§ **WRITTEN EXERCISE**: List every line in the records below that contains the string "forest". Matching is case-sensitive.

§ **PROVIDED RECORDS**:
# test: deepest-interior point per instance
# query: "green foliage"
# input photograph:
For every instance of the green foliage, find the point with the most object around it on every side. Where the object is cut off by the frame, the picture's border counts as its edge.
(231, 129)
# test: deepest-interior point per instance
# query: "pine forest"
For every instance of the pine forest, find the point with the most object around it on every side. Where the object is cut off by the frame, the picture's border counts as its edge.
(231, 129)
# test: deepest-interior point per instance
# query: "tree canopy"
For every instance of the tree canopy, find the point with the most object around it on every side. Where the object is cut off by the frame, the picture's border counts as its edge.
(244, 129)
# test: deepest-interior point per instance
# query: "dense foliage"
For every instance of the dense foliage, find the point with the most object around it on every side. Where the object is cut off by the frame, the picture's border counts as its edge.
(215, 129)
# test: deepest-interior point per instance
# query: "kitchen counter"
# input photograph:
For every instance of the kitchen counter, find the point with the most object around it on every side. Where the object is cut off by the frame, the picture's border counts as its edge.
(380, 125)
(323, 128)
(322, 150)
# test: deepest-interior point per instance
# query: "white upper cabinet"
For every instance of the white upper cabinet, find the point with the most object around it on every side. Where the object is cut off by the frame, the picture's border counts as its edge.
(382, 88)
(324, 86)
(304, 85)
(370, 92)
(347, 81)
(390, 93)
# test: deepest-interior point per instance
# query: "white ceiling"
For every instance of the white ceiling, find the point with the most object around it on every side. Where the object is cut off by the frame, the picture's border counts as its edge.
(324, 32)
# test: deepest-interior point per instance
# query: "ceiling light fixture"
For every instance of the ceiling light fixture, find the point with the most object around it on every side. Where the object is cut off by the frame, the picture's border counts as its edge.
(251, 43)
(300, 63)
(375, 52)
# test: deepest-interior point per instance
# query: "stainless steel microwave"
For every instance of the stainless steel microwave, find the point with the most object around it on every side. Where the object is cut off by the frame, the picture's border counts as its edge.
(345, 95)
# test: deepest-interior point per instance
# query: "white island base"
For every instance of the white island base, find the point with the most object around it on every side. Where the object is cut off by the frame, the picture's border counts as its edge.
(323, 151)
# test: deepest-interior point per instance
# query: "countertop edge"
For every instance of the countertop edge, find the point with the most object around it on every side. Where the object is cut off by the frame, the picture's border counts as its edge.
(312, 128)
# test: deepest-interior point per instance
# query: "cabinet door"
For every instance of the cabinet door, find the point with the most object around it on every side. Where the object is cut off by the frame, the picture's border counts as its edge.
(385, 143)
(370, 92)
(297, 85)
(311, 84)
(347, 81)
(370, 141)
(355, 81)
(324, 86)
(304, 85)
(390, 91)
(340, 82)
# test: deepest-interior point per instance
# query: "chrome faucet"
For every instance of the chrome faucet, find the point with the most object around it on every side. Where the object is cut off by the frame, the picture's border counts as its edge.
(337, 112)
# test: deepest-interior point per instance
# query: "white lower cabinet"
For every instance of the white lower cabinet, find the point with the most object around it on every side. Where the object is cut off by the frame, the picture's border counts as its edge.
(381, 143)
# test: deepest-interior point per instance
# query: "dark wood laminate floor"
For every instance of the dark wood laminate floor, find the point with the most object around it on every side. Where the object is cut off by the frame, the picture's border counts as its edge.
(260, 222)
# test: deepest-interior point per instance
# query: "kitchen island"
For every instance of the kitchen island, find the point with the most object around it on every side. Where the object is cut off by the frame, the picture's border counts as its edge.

§ **SOLUTION FOR THIS PROBLEM**:
# query: "pine forest"
For every instance of the pine forest, find the point with the most object around it on every side. Where the object is cut off by the frame, the picture's border counts as its edge.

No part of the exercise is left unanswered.